Input records:
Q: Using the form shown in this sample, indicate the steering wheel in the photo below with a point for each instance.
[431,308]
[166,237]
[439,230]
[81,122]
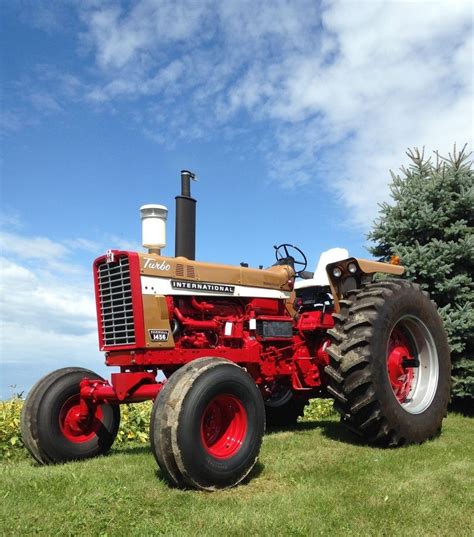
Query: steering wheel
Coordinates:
[287,249]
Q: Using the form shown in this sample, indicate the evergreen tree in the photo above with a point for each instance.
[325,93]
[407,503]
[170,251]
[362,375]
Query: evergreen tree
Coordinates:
[430,227]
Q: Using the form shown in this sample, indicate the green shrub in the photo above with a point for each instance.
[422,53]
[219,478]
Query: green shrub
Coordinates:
[318,409]
[134,422]
[10,437]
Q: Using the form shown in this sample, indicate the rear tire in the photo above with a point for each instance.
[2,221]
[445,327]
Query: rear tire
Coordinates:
[390,370]
[45,426]
[207,428]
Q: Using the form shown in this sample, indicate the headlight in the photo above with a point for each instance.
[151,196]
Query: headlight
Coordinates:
[352,268]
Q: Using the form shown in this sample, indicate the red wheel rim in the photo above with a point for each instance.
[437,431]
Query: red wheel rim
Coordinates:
[74,428]
[224,426]
[401,377]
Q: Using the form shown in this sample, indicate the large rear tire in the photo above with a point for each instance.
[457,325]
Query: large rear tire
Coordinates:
[48,428]
[390,370]
[207,427]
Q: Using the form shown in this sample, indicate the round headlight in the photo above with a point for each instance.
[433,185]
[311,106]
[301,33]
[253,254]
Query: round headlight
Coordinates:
[352,268]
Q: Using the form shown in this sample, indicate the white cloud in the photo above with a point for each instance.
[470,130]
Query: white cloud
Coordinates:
[47,308]
[344,87]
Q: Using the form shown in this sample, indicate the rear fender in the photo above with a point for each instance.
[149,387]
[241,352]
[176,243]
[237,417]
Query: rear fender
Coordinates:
[353,280]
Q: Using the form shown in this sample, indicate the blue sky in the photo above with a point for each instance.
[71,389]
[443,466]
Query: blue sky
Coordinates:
[291,113]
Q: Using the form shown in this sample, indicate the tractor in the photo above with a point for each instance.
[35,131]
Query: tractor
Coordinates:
[224,350]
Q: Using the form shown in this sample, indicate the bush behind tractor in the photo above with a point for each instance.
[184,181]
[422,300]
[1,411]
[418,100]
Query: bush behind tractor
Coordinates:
[223,350]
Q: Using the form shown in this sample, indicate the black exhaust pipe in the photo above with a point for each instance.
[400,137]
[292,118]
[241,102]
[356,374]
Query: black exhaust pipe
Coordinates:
[185,235]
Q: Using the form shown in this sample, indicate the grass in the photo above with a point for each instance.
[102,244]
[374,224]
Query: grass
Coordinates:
[312,480]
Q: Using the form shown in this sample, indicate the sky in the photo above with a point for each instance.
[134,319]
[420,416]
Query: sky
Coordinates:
[292,114]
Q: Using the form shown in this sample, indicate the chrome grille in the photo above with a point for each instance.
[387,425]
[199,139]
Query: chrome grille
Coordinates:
[116,303]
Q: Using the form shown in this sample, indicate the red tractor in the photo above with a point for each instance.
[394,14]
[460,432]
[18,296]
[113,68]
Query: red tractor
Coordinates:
[222,350]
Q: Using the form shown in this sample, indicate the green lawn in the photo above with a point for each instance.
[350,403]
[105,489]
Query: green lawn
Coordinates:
[312,480]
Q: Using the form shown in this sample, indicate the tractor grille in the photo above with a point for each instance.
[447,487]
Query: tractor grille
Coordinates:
[116,309]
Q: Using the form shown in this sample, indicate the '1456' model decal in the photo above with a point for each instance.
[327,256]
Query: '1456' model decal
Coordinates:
[158,335]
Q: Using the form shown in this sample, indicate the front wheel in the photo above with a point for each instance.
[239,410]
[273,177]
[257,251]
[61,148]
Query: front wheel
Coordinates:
[50,427]
[207,425]
[390,370]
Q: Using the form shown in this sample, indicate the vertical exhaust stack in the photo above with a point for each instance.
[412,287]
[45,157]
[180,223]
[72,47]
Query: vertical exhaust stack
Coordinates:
[185,238]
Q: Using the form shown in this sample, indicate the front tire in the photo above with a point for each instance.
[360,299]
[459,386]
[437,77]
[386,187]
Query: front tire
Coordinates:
[390,370]
[207,428]
[48,429]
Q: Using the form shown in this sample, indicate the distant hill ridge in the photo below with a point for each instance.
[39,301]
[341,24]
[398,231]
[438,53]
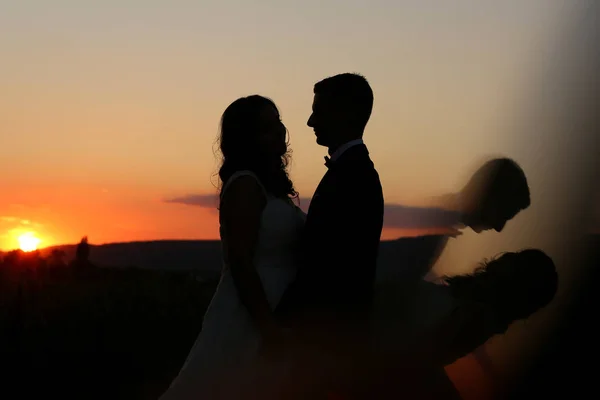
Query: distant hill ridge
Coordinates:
[206,255]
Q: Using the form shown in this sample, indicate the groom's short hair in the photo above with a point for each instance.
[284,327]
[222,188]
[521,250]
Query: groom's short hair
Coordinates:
[350,90]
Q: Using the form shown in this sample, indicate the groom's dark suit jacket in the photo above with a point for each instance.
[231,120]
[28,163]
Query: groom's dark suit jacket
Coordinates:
[339,246]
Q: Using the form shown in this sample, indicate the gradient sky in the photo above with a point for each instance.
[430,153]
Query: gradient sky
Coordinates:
[109,109]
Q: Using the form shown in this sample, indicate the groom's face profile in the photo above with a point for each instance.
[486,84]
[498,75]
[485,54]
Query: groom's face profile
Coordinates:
[324,120]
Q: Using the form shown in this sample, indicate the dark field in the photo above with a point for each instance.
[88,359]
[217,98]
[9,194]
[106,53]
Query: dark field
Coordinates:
[89,332]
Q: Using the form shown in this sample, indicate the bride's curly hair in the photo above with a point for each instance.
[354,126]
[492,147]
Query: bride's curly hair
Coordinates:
[523,282]
[240,149]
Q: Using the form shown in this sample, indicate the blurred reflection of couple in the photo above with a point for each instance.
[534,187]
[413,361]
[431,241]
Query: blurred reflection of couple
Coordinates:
[298,312]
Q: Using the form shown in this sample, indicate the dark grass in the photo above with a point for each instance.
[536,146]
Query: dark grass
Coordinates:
[96,332]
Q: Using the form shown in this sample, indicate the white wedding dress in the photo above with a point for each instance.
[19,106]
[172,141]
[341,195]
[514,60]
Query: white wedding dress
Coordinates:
[227,346]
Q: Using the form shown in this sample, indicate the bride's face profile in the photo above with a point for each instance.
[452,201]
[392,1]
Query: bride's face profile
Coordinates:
[272,140]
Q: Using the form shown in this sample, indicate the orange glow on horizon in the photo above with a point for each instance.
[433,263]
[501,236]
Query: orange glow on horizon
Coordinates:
[28,242]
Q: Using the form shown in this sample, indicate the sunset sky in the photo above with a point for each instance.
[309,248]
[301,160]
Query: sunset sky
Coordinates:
[109,110]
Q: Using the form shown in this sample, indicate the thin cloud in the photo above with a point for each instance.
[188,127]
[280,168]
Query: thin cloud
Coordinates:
[396,216]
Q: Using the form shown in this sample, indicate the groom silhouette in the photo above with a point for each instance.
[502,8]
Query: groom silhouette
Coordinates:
[330,300]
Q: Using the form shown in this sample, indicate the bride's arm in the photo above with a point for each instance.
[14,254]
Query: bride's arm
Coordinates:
[240,214]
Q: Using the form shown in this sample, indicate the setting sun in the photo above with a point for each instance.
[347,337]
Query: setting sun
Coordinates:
[28,242]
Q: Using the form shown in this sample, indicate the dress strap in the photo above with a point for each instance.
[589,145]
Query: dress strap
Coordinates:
[239,174]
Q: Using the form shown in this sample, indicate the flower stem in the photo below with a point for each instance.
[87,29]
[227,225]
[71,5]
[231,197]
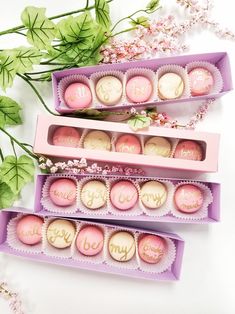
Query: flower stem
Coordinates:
[13,139]
[21,27]
[37,93]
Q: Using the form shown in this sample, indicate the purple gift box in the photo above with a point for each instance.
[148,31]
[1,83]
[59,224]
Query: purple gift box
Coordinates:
[172,273]
[218,59]
[213,212]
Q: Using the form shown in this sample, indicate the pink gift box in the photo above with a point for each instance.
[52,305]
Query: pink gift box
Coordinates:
[218,59]
[171,274]
[47,124]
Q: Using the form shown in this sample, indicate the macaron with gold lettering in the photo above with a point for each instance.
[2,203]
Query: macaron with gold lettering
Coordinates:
[94,194]
[157,146]
[128,143]
[153,194]
[151,248]
[62,192]
[170,86]
[97,140]
[90,241]
[188,198]
[60,233]
[109,90]
[123,195]
[29,229]
[121,246]
[139,89]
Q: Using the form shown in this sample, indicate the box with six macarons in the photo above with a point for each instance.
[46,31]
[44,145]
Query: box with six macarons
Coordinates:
[116,143]
[128,198]
[141,83]
[96,246]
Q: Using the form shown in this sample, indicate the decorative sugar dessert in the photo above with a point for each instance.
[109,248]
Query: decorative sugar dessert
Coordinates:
[109,90]
[188,198]
[158,146]
[170,86]
[29,229]
[121,246]
[153,194]
[201,81]
[60,233]
[188,150]
[94,194]
[139,89]
[151,248]
[97,140]
[123,195]
[128,143]
[90,241]
[62,192]
[66,136]
[78,96]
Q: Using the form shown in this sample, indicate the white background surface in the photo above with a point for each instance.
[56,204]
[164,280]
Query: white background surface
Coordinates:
[208,274]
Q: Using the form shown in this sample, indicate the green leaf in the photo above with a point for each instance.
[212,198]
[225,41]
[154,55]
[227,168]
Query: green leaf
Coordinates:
[41,31]
[79,30]
[139,122]
[9,112]
[7,70]
[102,13]
[152,6]
[142,20]
[7,197]
[16,172]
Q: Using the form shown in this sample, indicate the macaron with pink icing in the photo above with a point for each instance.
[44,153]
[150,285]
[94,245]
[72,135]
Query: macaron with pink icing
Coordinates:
[190,150]
[78,96]
[188,198]
[128,143]
[62,192]
[151,248]
[123,195]
[29,229]
[139,89]
[90,241]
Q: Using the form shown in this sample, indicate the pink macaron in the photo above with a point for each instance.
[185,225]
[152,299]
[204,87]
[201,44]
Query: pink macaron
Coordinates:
[128,143]
[188,198]
[151,248]
[123,195]
[62,192]
[188,150]
[66,136]
[29,229]
[90,241]
[78,96]
[139,89]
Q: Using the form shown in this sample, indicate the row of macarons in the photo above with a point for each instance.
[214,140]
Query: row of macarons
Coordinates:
[126,143]
[123,195]
[173,83]
[89,240]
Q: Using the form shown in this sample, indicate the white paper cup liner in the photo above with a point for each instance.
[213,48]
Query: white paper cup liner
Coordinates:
[15,243]
[218,80]
[94,78]
[173,68]
[131,264]
[46,200]
[76,255]
[142,72]
[165,208]
[65,82]
[165,262]
[203,211]
[48,249]
[135,210]
[99,211]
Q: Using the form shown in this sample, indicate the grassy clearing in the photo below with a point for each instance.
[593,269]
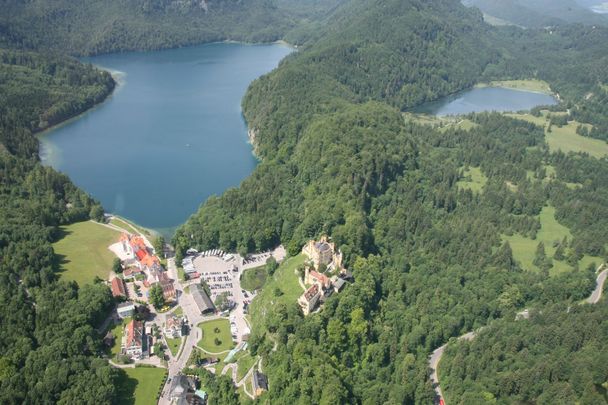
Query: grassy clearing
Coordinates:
[254,279]
[565,138]
[82,251]
[538,86]
[140,385]
[174,344]
[212,330]
[473,179]
[551,231]
[282,288]
[441,123]
[128,225]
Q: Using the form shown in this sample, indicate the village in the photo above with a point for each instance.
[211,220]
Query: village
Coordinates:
[195,314]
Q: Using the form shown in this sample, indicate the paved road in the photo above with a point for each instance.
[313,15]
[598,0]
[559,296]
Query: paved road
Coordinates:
[438,353]
[597,293]
[175,365]
[434,362]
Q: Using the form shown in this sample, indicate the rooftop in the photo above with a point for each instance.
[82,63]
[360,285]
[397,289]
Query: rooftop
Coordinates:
[118,287]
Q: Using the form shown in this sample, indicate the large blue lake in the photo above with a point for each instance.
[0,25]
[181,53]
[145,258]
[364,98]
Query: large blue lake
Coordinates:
[170,136]
[486,99]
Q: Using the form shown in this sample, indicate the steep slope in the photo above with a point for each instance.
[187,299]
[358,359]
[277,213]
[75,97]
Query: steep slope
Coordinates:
[427,253]
[97,26]
[538,13]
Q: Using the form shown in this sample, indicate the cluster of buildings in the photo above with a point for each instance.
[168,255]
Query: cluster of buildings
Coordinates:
[135,341]
[324,259]
[142,262]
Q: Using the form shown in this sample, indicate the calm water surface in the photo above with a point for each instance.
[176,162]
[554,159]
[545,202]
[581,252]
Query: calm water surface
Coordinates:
[486,99]
[170,136]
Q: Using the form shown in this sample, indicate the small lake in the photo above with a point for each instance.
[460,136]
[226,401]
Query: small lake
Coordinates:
[170,136]
[486,99]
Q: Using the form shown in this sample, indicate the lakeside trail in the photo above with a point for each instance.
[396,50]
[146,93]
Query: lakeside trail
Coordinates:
[437,354]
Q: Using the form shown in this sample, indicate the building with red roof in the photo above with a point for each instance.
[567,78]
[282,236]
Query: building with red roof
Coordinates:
[118,288]
[134,339]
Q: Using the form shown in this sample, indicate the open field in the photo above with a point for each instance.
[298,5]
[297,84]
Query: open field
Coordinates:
[128,225]
[565,138]
[140,385]
[551,231]
[442,123]
[83,251]
[254,279]
[538,86]
[474,179]
[281,288]
[208,343]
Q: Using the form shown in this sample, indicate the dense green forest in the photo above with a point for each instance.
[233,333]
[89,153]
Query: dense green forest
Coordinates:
[538,13]
[48,344]
[87,27]
[429,257]
[555,357]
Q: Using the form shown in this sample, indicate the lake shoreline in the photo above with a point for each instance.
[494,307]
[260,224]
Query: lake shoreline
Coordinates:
[205,138]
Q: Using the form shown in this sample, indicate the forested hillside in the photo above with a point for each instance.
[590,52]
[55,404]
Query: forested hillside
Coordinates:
[48,345]
[429,254]
[555,357]
[98,26]
[538,13]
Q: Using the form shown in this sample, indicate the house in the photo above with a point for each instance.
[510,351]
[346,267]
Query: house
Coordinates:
[131,272]
[323,253]
[125,309]
[135,339]
[308,301]
[180,387]
[173,326]
[118,288]
[167,286]
[260,383]
[202,300]
[338,284]
[314,277]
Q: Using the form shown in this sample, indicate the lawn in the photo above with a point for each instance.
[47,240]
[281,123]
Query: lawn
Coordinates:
[218,328]
[254,279]
[140,385]
[537,86]
[130,226]
[174,344]
[282,287]
[565,138]
[551,231]
[82,251]
[473,180]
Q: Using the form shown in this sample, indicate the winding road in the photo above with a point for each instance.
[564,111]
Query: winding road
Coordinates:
[435,357]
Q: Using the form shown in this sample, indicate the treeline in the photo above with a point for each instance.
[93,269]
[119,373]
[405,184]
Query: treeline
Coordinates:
[427,255]
[539,13]
[48,345]
[38,91]
[92,27]
[558,356]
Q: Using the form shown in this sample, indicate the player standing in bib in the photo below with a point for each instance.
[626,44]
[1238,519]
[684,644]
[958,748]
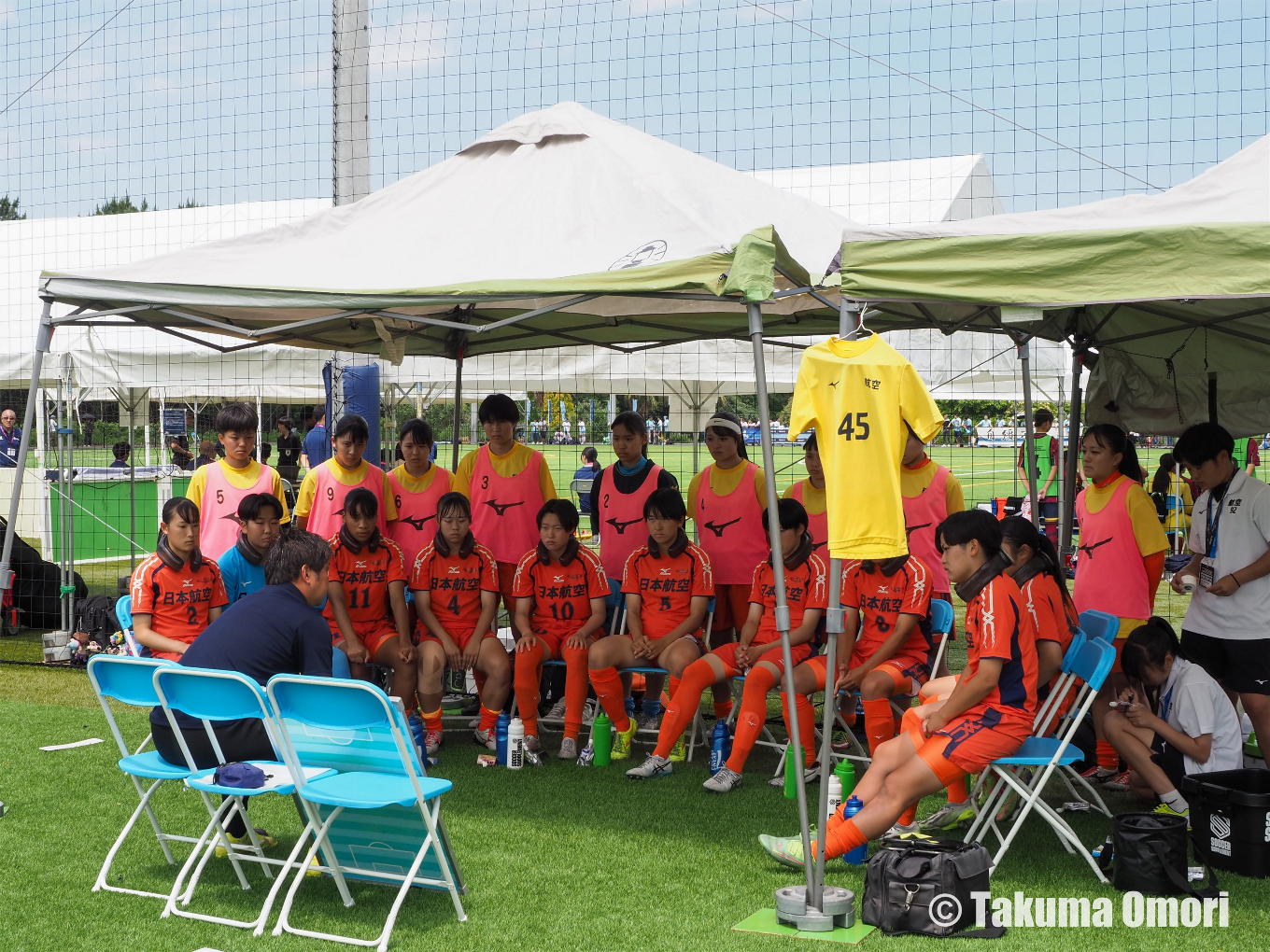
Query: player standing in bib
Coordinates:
[811,494]
[931,494]
[416,485]
[218,487]
[617,497]
[727,500]
[507,483]
[320,503]
[559,607]
[1121,559]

Problem:
Copy out, unchanged, the span of lines beginning with the one that includes "Q: Using the form shown in this sample, indicate the open" and running through the final line of the material above. Leave the pictures out.

The reply:
Q: Using the form shown in this sample, indicate the open field in the photo above with a point for each instance.
[298,5]
[297,84]
Query: open field
Coordinates:
[128,225]
[565,138]
[140,385]
[551,231]
[442,123]
[83,251]
[254,279]
[538,86]
[474,179]
[281,288]
[208,343]
Q: Using the form shown in this sample, indicate the dense green forest in the photo above with a point for each instance.
[233,333]
[89,153]
Query: dense green forest
Coordinates:
[538,13]
[48,344]
[87,27]
[429,257]
[555,357]
Q: Using the form shown in this sample, indicate the lake shoreline in the photo above with a point for each instance.
[494,307]
[260,224]
Query: lake shoreline
Coordinates:
[205,138]
Q: Using the form shown in this sample, indicate the forested hillside in the photo above with a point for each instance.
[590,52]
[55,404]
Query: forested hillside
Coordinates:
[48,345]
[429,254]
[555,357]
[98,26]
[538,13]
Q: Using the form shown in this sample, indicate the house in the photo above with a point for each instance.
[510,351]
[346,267]
Query: house
Coordinates:
[131,272]
[323,253]
[125,309]
[135,339]
[308,301]
[180,387]
[173,326]
[118,288]
[167,286]
[260,383]
[202,300]
[338,284]
[314,277]
Q: Using the form shown in this sample, indicate the lawn in the photo above with a point for each instance.
[47,240]
[281,123]
Query: lawn
Coordinates:
[218,328]
[254,279]
[140,385]
[537,86]
[130,226]
[174,344]
[282,287]
[565,138]
[551,231]
[82,251]
[473,180]
Q: Using the form shown in this sample, indicate the winding road in the photo above with a point for each instance.
[564,111]
Query: winding road
Coordinates:
[435,357]
Q: Using the form shown in this sample, indicate the treeline in the photo above with a point for each instance.
[93,269]
[119,373]
[405,184]
Query: treeline
Coordinates:
[427,255]
[539,13]
[48,345]
[38,91]
[92,27]
[558,356]
Q: Using the form shown in this sample, indicate the player standing in bib in the photo below with a point for each instance.
[626,44]
[1238,519]
[684,644]
[958,748]
Query: player standing in bib
Coordinates:
[811,494]
[931,494]
[416,485]
[218,487]
[617,497]
[727,500]
[507,483]
[320,503]
[559,607]
[1121,559]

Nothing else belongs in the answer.